Sorry for beeing not precise enough:
"
" replaces linefeed+carriage-returns
"	" replaces tabulators
"normalize-space" removes all unnecessary whitespaces
This replacements do their job in another stylesheet. So it is more a
problem of copying elements the right way than replacing chars. I know
the copy-elements-stylesheet from the the xslt-cookbook but i don't
know how to customize it for my needs (and i don't have the need to
copy any attributs).
I though the provided stylesheet would do the following: Select each
node (*), create element with same name (name={name()}) transform the
content, select next node ...
But the output looks like <tag1>content1</tag1>content1 ...
So maybe the usage of * is wrong. So i tried node() instead but than i
get an error for the usage of name() for the element name that says
i'm generating in invalid qname.
------------------------------------------------------------------------
**Short exercise 1**
Please report every line of the records that contains the string "pinstriped", copying each such line in full.
The forum post and the records come from unrelated sources.
------------------------------------------------------------------------
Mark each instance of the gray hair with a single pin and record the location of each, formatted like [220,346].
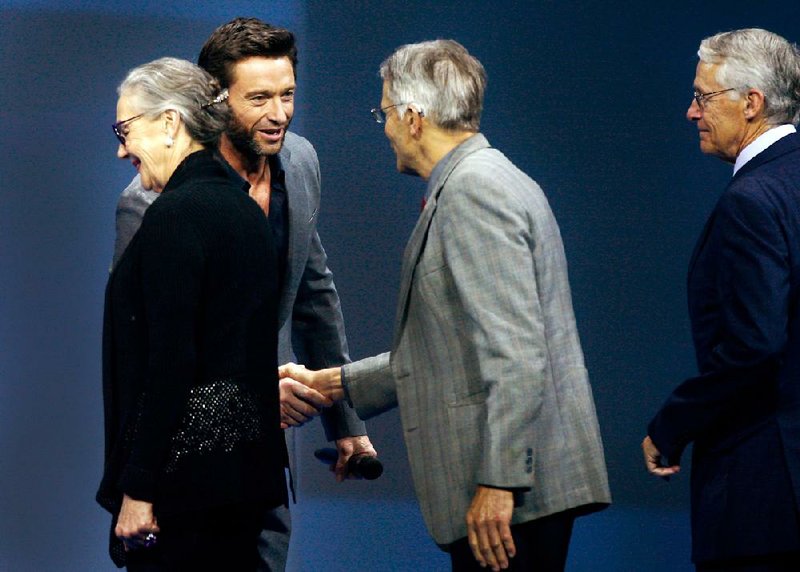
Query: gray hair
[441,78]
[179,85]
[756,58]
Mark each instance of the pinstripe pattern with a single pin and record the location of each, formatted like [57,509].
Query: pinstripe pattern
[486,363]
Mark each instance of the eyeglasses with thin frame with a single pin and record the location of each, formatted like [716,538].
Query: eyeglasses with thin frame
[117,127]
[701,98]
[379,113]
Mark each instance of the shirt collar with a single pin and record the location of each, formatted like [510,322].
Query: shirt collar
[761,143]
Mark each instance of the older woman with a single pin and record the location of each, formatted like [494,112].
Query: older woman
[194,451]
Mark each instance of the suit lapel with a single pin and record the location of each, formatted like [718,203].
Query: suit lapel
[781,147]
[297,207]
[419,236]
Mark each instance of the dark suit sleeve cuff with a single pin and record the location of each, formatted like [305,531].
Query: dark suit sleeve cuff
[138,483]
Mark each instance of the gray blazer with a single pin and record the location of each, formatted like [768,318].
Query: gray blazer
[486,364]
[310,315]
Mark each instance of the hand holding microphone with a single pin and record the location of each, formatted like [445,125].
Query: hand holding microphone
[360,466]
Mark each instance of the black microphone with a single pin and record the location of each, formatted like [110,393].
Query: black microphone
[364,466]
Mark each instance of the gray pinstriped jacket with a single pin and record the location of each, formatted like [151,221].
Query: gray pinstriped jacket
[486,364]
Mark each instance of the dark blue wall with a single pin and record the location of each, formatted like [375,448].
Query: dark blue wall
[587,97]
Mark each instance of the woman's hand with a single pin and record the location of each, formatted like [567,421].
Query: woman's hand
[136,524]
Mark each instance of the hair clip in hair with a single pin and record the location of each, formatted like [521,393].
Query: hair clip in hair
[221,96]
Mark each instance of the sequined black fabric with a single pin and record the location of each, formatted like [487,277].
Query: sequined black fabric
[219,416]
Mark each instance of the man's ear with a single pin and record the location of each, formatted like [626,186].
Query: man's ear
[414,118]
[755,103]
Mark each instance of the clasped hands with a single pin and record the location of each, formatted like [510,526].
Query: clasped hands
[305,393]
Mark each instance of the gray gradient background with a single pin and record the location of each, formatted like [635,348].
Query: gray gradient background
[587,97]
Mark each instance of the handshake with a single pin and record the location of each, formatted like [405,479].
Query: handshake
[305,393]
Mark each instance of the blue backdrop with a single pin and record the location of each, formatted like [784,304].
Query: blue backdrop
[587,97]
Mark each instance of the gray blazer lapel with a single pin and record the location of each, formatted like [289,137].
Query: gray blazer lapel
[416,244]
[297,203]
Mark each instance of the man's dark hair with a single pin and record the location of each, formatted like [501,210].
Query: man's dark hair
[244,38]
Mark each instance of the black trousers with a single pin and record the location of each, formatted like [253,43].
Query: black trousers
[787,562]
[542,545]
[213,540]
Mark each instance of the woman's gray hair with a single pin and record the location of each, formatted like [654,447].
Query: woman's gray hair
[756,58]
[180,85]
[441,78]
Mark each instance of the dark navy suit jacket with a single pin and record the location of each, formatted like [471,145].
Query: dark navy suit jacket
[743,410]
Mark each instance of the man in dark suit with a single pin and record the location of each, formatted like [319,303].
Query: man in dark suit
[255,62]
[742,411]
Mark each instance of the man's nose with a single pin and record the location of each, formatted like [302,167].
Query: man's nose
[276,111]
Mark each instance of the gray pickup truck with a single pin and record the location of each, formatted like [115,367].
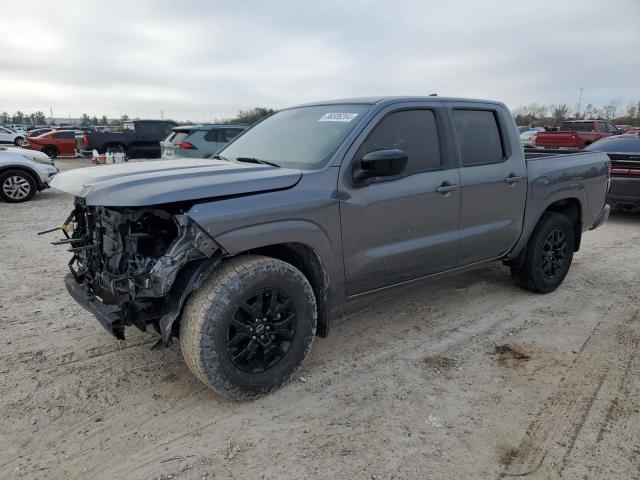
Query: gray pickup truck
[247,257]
------------------------------------------------------------------------
**Short exercise 2**
Reproduce the entire forum post about copying elements with XSLT, word for word.

**Exercise response 1**
Mark each instance of the gray pinstriped jacket with a single pin and record the location of each, formatted like [151,221].
Query: gray pinstriped jacket

**Exercise response 2**
Sorry for beeing not precise enough:
"
" replaces linefeed+carriage-returns
"	" replaces tabulators
"normalize-space" removes all unnecessary whitespaces
This replacements do their job in another stylesheet. So it is more a
problem of copying elements the right way than replacing chars. I know
the copy-elements-stylesheet from the the xslt-cookbook but i don't
know how to customize it for my needs (and i don't have the need to
copy any attributs).
I though the provided stylesheet would do the following: Select each
node (*), create element with same name (name={name()}) transform the
content, select next node ...
But the output looks like <tag1>content1</tag1>content1 ...
So maybe the usage of * is wrong. So i tried node() instead but than i
get an error for the usage of name() for the element name that says
i'm generating in invalid qname.